- Exercise goal:
Count the lines in the material below that contain the string "above". Reply with the number alone.

(Stored records)
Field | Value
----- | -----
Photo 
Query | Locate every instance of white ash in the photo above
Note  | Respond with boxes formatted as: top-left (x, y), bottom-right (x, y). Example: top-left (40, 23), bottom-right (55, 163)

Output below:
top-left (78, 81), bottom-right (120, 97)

==

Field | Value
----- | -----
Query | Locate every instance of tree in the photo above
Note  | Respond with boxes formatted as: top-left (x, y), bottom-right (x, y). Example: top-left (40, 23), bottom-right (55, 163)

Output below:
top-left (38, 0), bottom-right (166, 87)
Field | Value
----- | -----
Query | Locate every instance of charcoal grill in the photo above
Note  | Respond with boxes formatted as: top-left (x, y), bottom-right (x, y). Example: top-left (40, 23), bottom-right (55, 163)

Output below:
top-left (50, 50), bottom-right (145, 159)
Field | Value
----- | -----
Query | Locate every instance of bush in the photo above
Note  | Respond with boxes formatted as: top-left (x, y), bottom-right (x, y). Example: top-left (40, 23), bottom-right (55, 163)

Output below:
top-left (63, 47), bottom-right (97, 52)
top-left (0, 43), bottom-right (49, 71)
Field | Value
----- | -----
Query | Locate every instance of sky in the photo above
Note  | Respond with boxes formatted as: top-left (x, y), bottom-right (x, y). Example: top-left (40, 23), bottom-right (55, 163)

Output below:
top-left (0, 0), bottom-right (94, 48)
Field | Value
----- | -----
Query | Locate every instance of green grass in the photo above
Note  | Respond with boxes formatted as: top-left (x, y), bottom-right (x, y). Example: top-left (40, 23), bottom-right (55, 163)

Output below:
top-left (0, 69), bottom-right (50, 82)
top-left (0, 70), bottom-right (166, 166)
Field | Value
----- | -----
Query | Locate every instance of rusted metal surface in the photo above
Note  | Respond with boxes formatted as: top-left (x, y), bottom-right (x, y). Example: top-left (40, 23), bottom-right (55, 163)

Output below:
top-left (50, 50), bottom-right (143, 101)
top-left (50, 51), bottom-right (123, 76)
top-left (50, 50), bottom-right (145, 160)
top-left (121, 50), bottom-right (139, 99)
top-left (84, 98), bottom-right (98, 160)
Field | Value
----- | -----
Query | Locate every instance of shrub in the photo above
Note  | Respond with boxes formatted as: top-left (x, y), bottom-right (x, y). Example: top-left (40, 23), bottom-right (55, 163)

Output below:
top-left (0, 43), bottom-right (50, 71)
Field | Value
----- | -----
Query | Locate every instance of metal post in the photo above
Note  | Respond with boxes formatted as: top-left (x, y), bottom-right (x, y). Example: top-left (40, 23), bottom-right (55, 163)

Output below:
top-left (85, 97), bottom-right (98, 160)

...

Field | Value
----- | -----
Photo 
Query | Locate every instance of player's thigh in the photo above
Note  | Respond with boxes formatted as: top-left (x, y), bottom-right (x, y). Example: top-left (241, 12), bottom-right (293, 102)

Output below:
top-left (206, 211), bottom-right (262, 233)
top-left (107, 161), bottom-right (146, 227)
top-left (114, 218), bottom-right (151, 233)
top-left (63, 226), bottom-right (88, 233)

- Full output:
10